═════ Input for this task

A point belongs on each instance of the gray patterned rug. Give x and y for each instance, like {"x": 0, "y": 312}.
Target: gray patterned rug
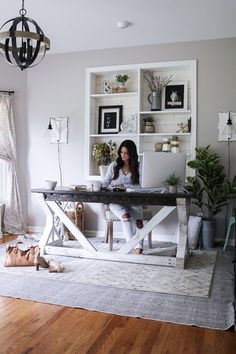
{"x": 216, "y": 312}
{"x": 195, "y": 280}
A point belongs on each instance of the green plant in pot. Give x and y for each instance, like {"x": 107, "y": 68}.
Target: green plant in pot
{"x": 121, "y": 79}
{"x": 172, "y": 181}
{"x": 210, "y": 190}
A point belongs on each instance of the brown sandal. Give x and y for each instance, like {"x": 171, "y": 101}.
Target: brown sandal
{"x": 137, "y": 251}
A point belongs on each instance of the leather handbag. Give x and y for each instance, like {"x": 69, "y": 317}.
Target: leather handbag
{"x": 20, "y": 255}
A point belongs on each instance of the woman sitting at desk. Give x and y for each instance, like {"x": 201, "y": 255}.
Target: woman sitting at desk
{"x": 125, "y": 173}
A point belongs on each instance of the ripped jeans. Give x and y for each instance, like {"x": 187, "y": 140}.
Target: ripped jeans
{"x": 127, "y": 214}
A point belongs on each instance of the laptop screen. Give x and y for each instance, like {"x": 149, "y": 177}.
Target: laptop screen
{"x": 157, "y": 166}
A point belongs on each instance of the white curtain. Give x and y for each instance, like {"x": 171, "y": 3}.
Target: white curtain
{"x": 13, "y": 217}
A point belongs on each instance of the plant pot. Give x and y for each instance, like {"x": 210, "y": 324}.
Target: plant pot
{"x": 172, "y": 189}
{"x": 103, "y": 170}
{"x": 155, "y": 99}
{"x": 208, "y": 233}
{"x": 121, "y": 87}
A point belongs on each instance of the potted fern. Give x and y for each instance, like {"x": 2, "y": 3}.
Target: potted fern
{"x": 210, "y": 188}
{"x": 121, "y": 80}
{"x": 172, "y": 181}
{"x": 104, "y": 154}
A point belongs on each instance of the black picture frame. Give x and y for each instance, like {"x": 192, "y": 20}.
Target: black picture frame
{"x": 109, "y": 119}
{"x": 176, "y": 96}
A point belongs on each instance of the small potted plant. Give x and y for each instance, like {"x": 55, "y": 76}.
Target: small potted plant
{"x": 121, "y": 79}
{"x": 172, "y": 181}
{"x": 156, "y": 84}
{"x": 104, "y": 154}
{"x": 148, "y": 125}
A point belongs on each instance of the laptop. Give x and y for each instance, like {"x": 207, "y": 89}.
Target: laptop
{"x": 157, "y": 166}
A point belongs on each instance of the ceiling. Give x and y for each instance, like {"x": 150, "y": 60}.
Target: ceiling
{"x": 79, "y": 25}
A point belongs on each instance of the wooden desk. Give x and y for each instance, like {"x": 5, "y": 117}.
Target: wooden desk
{"x": 51, "y": 205}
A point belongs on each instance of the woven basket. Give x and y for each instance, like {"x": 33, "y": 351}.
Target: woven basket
{"x": 77, "y": 217}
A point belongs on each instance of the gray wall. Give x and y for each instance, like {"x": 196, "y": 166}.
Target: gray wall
{"x": 57, "y": 88}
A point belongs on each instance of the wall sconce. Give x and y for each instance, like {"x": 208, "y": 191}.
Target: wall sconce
{"x": 58, "y": 130}
{"x": 227, "y": 126}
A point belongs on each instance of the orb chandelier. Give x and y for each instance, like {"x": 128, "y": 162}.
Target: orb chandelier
{"x": 23, "y": 44}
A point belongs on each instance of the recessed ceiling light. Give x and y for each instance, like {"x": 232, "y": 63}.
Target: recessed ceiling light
{"x": 122, "y": 24}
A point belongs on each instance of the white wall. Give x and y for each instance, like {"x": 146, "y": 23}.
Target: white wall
{"x": 57, "y": 88}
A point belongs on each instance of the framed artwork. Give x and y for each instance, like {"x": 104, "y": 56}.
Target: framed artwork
{"x": 109, "y": 119}
{"x": 176, "y": 95}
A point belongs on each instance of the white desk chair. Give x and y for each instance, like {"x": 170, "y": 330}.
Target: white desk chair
{"x": 109, "y": 218}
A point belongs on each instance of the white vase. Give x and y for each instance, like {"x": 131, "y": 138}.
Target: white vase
{"x": 172, "y": 189}
{"x": 103, "y": 170}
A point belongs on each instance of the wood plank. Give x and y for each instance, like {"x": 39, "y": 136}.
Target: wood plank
{"x": 111, "y": 256}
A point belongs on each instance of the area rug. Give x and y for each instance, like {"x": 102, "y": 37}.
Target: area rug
{"x": 194, "y": 280}
{"x": 215, "y": 312}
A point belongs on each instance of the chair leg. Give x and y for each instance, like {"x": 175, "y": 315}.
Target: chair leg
{"x": 150, "y": 240}
{"x": 110, "y": 235}
{"x": 107, "y": 232}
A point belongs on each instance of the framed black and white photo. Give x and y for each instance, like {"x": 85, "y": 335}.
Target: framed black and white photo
{"x": 176, "y": 95}
{"x": 109, "y": 119}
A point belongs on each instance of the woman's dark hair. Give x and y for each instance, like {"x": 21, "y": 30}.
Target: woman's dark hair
{"x": 133, "y": 161}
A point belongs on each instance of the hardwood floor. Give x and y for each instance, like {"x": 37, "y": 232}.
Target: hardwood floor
{"x": 31, "y": 327}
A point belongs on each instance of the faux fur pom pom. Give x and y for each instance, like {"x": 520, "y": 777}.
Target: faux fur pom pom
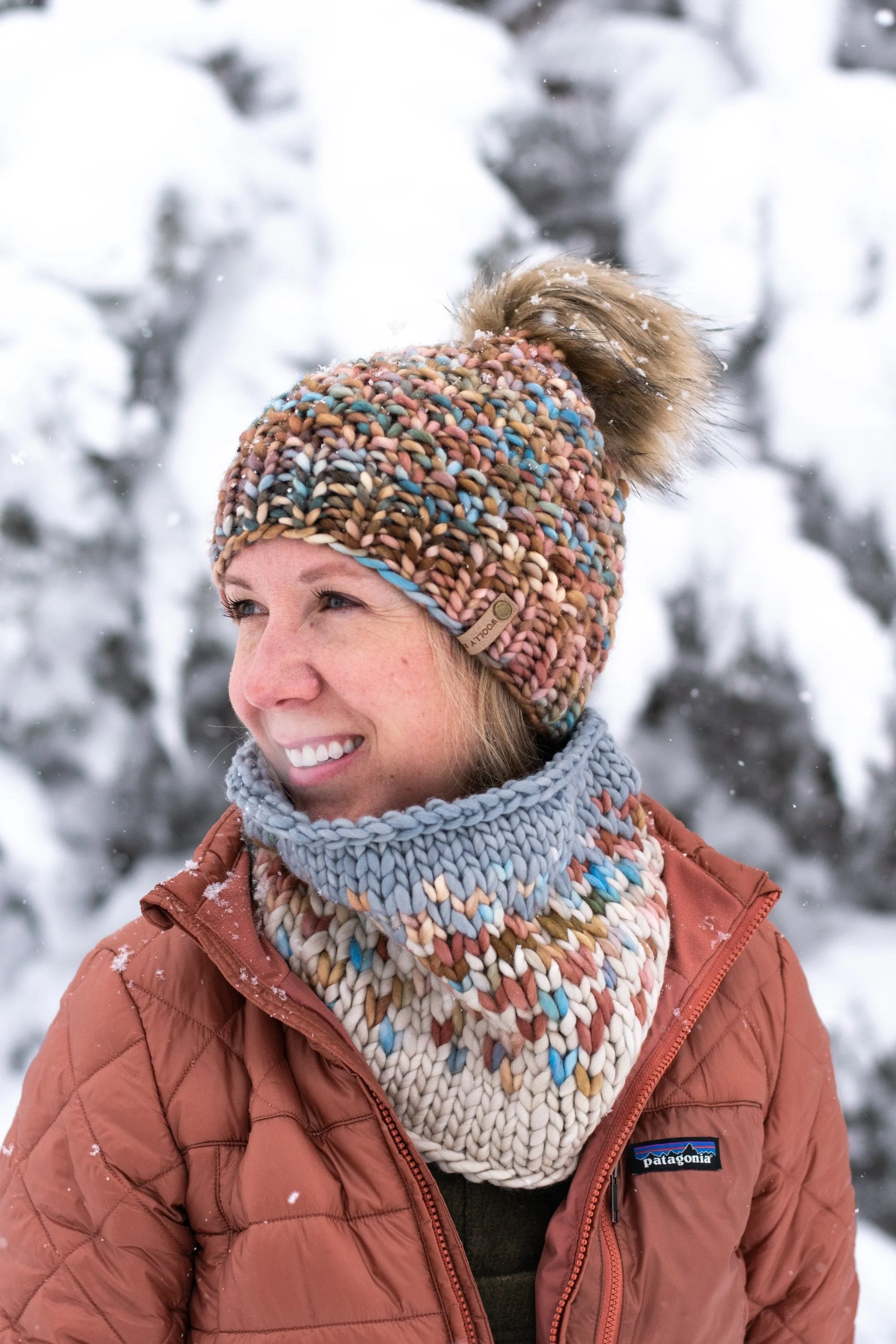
{"x": 640, "y": 359}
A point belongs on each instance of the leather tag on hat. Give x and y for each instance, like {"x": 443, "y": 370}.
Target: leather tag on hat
{"x": 491, "y": 624}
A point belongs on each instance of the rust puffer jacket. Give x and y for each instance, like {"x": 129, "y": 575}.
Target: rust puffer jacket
{"x": 201, "y": 1154}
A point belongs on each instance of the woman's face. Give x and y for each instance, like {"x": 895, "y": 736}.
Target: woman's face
{"x": 336, "y": 679}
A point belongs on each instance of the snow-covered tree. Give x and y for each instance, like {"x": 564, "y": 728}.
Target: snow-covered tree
{"x": 197, "y": 202}
{"x": 754, "y": 177}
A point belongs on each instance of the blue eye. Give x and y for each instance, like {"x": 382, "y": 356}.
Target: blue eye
{"x": 336, "y": 601}
{"x": 241, "y": 609}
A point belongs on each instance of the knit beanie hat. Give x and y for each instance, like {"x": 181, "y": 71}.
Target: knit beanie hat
{"x": 487, "y": 479}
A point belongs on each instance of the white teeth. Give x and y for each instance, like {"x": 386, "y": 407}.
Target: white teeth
{"x": 304, "y": 757}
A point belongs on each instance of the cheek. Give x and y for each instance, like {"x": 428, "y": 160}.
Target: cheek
{"x": 241, "y": 706}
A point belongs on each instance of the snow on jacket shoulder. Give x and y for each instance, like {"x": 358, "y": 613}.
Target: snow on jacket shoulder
{"x": 201, "y": 1154}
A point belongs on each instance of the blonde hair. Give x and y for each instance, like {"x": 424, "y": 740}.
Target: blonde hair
{"x": 495, "y": 740}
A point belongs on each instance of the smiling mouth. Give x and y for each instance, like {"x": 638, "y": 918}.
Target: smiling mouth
{"x": 303, "y": 758}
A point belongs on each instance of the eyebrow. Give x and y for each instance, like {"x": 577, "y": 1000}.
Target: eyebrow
{"x": 322, "y": 572}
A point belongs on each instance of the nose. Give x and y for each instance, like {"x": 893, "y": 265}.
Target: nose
{"x": 277, "y": 672}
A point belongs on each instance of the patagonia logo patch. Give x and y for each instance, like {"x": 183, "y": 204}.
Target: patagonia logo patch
{"x": 675, "y": 1155}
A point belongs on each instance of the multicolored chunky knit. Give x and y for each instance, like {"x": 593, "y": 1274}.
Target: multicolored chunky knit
{"x": 474, "y": 476}
{"x": 497, "y": 960}
{"x": 461, "y": 476}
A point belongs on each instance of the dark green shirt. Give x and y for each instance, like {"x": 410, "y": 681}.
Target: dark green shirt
{"x": 503, "y": 1233}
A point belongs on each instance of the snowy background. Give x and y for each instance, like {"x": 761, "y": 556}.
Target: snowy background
{"x": 201, "y": 198}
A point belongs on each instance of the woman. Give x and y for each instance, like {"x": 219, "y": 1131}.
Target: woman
{"x": 447, "y": 1033}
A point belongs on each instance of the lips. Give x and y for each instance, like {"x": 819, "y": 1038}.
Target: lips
{"x": 312, "y": 754}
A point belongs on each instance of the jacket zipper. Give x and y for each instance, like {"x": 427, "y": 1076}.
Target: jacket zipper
{"x": 435, "y": 1217}
{"x": 191, "y": 925}
{"x": 612, "y": 1295}
{"x": 598, "y": 1186}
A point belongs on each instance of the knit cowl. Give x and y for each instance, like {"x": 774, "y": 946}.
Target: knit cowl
{"x": 496, "y": 960}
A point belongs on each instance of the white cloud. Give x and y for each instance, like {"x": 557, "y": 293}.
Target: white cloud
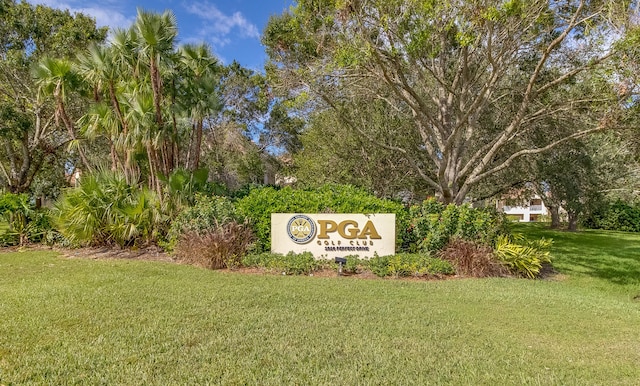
{"x": 106, "y": 15}
{"x": 221, "y": 24}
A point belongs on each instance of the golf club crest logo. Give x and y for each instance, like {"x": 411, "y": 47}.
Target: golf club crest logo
{"x": 301, "y": 229}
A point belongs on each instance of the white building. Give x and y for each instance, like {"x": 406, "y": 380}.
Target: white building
{"x": 526, "y": 213}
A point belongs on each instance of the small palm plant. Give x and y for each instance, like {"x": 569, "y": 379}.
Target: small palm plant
{"x": 104, "y": 209}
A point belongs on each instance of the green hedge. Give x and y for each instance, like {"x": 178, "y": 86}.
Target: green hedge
{"x": 433, "y": 224}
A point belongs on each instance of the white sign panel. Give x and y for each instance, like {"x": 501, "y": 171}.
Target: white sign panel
{"x": 328, "y": 235}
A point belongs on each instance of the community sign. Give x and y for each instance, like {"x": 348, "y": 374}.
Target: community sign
{"x": 329, "y": 235}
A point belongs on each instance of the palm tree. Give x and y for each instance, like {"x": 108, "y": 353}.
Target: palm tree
{"x": 103, "y": 66}
{"x": 200, "y": 93}
{"x": 156, "y": 34}
{"x": 57, "y": 78}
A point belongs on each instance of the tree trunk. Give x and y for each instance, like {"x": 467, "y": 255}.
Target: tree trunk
{"x": 555, "y": 217}
{"x": 196, "y": 151}
{"x": 573, "y": 221}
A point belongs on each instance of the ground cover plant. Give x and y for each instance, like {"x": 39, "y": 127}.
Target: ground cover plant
{"x": 84, "y": 321}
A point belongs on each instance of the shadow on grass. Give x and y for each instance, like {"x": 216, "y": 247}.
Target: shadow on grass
{"x": 612, "y": 256}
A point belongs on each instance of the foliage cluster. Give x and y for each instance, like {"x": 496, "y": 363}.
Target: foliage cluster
{"x": 616, "y": 216}
{"x": 261, "y": 202}
{"x": 408, "y": 264}
{"x": 434, "y": 224}
{"x": 472, "y": 259}
{"x": 522, "y": 257}
{"x": 223, "y": 246}
{"x": 105, "y": 210}
{"x": 208, "y": 213}
{"x": 290, "y": 264}
{"x": 25, "y": 222}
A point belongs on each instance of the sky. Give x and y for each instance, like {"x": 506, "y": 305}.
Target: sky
{"x": 232, "y": 28}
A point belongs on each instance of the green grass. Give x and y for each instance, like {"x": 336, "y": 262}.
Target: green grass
{"x": 606, "y": 260}
{"x": 81, "y": 321}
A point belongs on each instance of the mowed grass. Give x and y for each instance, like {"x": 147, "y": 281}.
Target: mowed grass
{"x": 81, "y": 321}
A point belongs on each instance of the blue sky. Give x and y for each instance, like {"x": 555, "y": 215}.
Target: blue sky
{"x": 232, "y": 28}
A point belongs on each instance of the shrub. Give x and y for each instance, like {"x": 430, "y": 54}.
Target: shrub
{"x": 353, "y": 265}
{"x": 290, "y": 264}
{"x": 214, "y": 248}
{"x": 379, "y": 265}
{"x": 522, "y": 257}
{"x": 472, "y": 259}
{"x": 206, "y": 215}
{"x": 434, "y": 224}
{"x": 105, "y": 209}
{"x": 261, "y": 202}
{"x": 408, "y": 264}
{"x": 26, "y": 223}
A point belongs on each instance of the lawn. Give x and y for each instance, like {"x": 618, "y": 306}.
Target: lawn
{"x": 82, "y": 321}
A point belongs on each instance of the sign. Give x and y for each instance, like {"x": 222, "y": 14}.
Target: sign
{"x": 328, "y": 235}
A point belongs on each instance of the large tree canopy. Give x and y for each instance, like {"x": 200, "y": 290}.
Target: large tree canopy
{"x": 466, "y": 88}
{"x": 29, "y": 135}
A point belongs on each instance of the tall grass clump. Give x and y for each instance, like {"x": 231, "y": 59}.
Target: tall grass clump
{"x": 211, "y": 233}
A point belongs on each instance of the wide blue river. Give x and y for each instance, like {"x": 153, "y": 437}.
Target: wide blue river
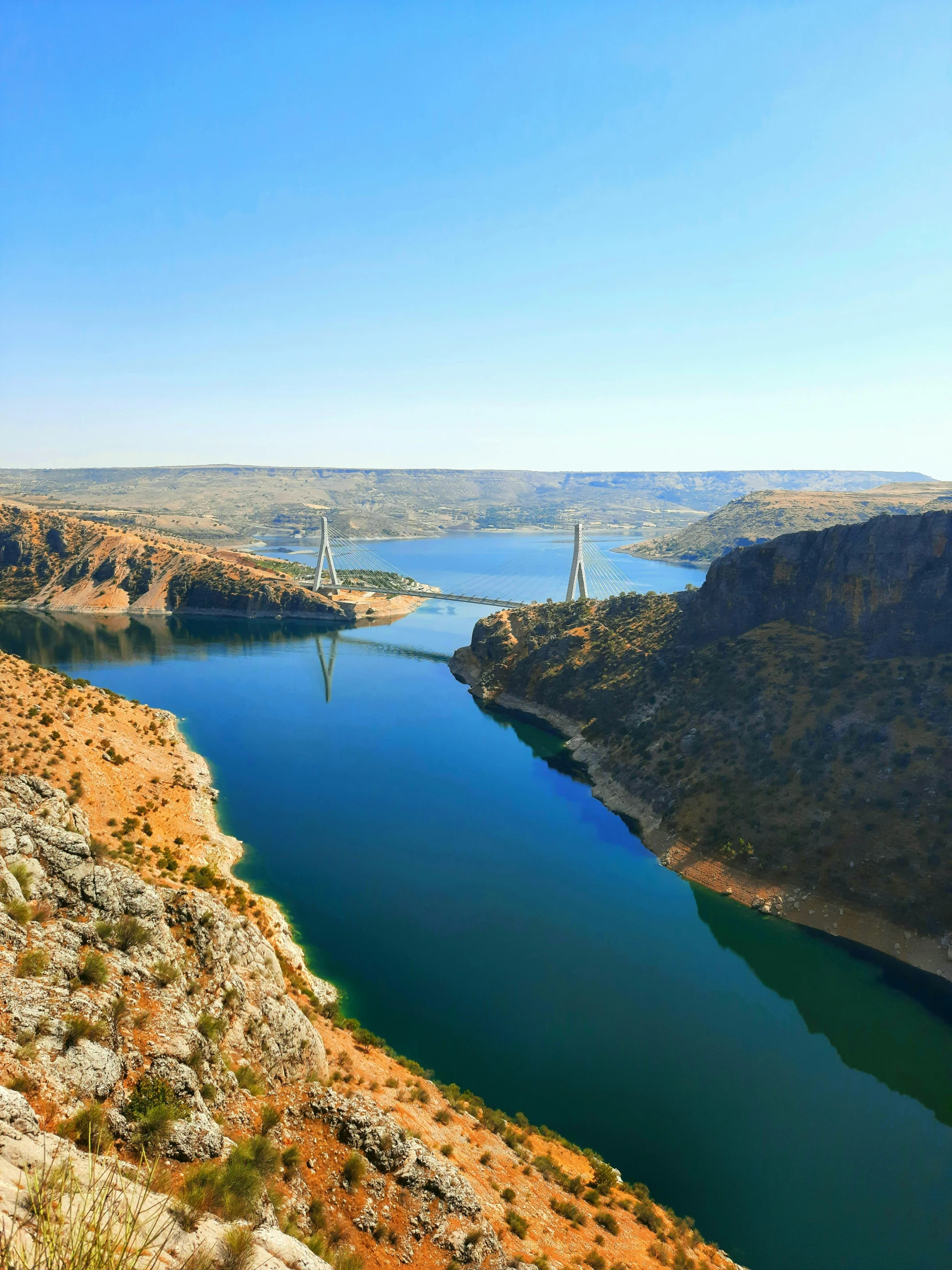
{"x": 497, "y": 924}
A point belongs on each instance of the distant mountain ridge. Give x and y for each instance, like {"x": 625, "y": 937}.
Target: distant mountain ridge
{"x": 789, "y": 724}
{"x": 231, "y": 502}
{"x": 765, "y": 515}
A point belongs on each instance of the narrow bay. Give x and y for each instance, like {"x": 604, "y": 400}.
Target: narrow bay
{"x": 495, "y": 922}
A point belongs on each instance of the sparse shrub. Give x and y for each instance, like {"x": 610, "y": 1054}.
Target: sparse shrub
{"x": 569, "y": 1210}
{"x": 153, "y": 1091}
{"x": 345, "y": 1259}
{"x": 95, "y": 971}
{"x": 153, "y": 1130}
{"x": 517, "y": 1224}
{"x": 237, "y": 1250}
{"x": 119, "y": 1009}
{"x": 355, "y": 1169}
{"x": 211, "y": 1028}
{"x": 649, "y": 1216}
{"x": 81, "y": 1029}
{"x": 127, "y": 932}
{"x": 88, "y": 1128}
{"x": 32, "y": 963}
{"x": 22, "y": 874}
{"x": 19, "y": 911}
{"x": 233, "y": 1189}
{"x": 23, "y": 1085}
{"x": 166, "y": 973}
{"x": 604, "y": 1178}
{"x": 249, "y": 1080}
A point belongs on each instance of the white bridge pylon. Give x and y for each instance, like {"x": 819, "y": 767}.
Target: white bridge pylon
{"x": 325, "y": 554}
{"x": 578, "y": 572}
{"x": 527, "y": 578}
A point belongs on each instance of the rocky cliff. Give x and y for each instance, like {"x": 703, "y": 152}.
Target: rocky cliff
{"x": 782, "y": 732}
{"x": 55, "y": 562}
{"x": 768, "y": 514}
{"x": 154, "y": 1012}
{"x": 888, "y": 581}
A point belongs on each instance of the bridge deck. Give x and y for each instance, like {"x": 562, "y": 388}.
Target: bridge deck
{"x": 430, "y": 595}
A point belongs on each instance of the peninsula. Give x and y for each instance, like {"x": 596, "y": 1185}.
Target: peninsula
{"x": 61, "y": 563}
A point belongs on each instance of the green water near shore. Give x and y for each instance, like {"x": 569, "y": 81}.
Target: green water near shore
{"x": 495, "y": 922}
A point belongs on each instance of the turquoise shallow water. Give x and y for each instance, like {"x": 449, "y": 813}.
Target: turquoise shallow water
{"x": 494, "y": 921}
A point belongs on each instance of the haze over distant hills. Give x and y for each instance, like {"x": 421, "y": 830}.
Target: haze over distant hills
{"x": 231, "y": 502}
{"x": 766, "y": 515}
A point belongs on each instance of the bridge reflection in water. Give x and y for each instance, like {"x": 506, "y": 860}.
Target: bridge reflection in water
{"x": 328, "y": 653}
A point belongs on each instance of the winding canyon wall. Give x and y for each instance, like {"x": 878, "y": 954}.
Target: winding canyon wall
{"x": 64, "y": 563}
{"x": 789, "y": 723}
{"x": 888, "y": 581}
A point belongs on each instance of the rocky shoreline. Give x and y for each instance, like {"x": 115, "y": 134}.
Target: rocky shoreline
{"x": 156, "y": 1010}
{"x": 804, "y": 907}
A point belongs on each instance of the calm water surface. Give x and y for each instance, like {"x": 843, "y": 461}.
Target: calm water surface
{"x": 495, "y": 922}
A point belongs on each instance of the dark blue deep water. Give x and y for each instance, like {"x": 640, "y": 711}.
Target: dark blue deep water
{"x": 497, "y": 924}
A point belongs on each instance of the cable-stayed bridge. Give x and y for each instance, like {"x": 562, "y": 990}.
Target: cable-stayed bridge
{"x": 589, "y": 573}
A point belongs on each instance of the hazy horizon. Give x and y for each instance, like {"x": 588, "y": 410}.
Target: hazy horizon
{"x": 550, "y": 237}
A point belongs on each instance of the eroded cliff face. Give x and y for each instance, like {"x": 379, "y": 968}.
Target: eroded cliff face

══════════

#### What you need to do:
Can the lines from the start of the records through the line with "A point belongs on each instance of the green plant" be given again exactly, with the pictures left out?

#### Output of the task:
A point belongs on each instance of the gray patterned rug. Give x and y for each instance, like {"x": 0, "y": 312}.
Target: gray patterned rug
{"x": 216, "y": 312}
{"x": 195, "y": 280}
A point belongs on each instance of the green plant in pot. Give x and y for each instance, like {"x": 107, "y": 68}.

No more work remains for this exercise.